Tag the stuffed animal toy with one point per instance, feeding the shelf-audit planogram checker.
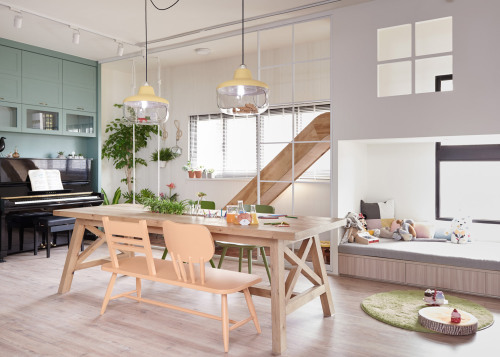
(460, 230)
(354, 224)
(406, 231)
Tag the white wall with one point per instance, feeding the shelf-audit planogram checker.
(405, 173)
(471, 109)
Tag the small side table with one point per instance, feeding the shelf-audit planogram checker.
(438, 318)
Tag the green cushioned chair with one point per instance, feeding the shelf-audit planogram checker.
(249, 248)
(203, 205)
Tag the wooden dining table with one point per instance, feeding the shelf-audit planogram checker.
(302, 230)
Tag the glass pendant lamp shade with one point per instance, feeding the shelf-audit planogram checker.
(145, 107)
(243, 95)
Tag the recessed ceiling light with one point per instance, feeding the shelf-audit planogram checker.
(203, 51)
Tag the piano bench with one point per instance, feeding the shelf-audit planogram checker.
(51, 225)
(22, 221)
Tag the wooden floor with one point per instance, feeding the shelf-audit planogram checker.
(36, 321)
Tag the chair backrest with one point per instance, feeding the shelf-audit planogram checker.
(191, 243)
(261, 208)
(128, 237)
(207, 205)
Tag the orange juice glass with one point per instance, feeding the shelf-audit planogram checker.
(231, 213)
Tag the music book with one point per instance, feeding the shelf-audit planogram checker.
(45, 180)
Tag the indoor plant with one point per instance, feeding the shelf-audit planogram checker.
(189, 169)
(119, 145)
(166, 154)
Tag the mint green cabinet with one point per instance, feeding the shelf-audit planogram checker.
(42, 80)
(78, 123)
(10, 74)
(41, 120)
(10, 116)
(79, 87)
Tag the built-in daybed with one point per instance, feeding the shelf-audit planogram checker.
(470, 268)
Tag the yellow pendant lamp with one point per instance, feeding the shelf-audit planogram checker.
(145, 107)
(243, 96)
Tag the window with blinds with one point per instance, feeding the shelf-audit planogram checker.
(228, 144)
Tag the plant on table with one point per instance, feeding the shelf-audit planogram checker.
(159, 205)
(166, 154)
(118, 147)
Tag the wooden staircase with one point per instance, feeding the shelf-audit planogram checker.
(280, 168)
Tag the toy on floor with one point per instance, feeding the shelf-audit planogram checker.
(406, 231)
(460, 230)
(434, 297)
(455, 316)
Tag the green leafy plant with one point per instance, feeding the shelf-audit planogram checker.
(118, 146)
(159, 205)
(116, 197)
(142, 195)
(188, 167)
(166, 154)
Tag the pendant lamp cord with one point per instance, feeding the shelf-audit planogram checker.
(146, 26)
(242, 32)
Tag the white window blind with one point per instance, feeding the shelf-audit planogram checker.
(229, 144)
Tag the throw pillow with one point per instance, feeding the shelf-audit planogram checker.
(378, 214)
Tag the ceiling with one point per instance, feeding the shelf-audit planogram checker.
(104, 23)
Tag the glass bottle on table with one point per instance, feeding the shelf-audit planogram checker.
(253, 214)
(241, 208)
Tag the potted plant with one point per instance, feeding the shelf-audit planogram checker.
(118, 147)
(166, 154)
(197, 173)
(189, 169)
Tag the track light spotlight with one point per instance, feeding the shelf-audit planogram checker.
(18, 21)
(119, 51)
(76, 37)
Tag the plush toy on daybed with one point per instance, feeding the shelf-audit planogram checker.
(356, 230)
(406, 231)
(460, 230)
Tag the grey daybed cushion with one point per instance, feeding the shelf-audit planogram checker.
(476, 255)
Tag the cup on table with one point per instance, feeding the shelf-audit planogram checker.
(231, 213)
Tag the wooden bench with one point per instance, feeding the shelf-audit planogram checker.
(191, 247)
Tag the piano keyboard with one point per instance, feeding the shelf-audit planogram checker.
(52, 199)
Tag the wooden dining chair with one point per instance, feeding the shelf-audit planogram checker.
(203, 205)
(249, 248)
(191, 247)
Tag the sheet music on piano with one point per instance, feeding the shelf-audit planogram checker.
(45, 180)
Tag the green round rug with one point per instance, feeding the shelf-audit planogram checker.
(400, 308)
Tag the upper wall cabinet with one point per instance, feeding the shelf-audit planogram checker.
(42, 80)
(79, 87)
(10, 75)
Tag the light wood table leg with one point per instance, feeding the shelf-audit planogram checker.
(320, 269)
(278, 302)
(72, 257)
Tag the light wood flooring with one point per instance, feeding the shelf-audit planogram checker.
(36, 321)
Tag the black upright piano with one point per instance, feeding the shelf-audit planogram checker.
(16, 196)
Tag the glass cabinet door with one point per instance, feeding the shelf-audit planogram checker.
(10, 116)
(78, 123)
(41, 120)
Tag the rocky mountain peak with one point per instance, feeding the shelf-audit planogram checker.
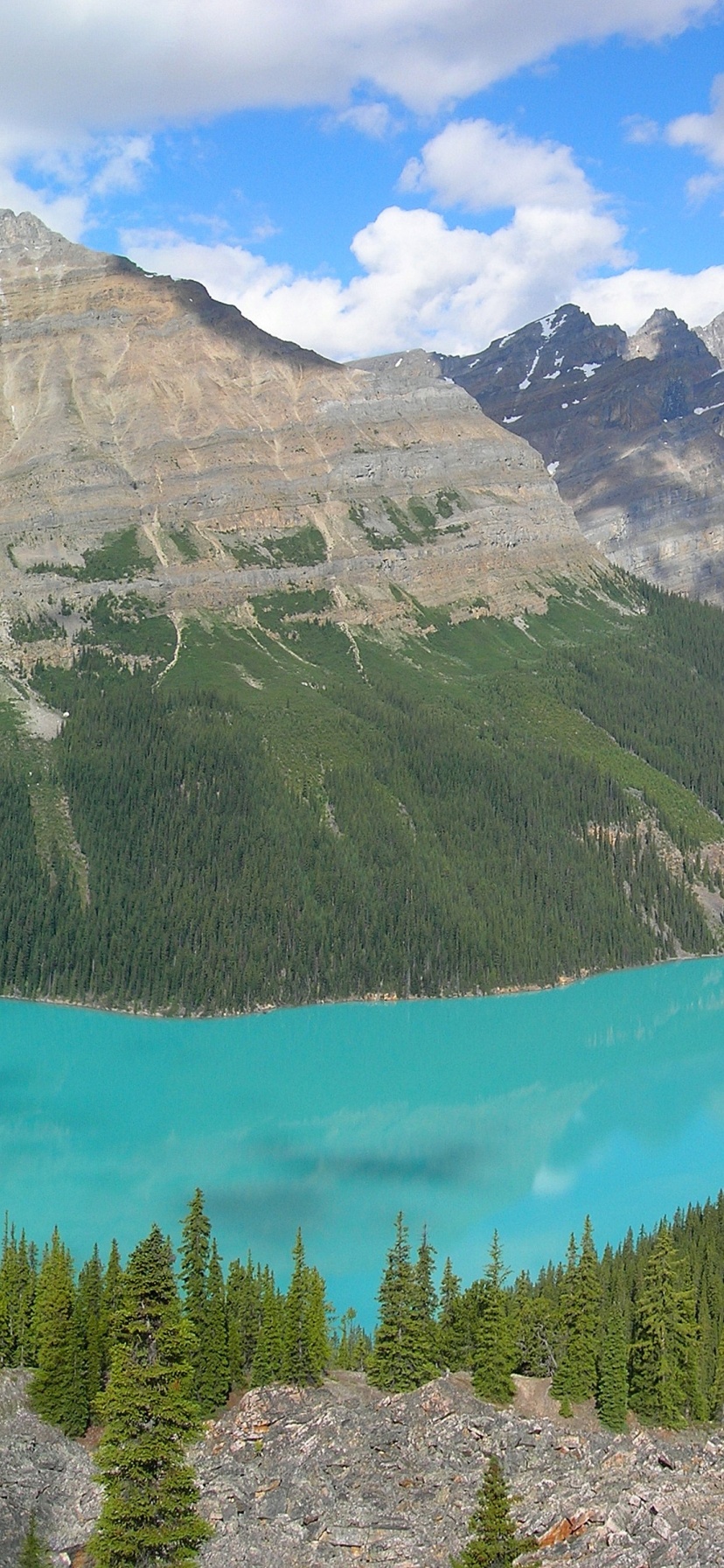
# # # #
Try it:
Starting with the line that contains "Tag the light wood table", reproduce every line down to the end of the listing above, both endpoints included. Pictures stay out.

Answer section:
Tag the light wood table leg with one point per instance, feeding the shelf-audit planogram checker.
(320, 269)
(278, 302)
(72, 257)
Tag the light wood flooring with one point per instance, feeding the shelf-audit planogram checker.
(36, 321)
Tag the black upright piano with one point per instance, feeding the shelf-audit planogram checker.
(16, 196)
Tag the glass cabinet door with one point per instance, feeding the shelf-audit planogram checker.
(10, 116)
(78, 123)
(41, 120)
Tag the rocky mountain peak with one point per instance, feeding the shelf-audit planogram checker.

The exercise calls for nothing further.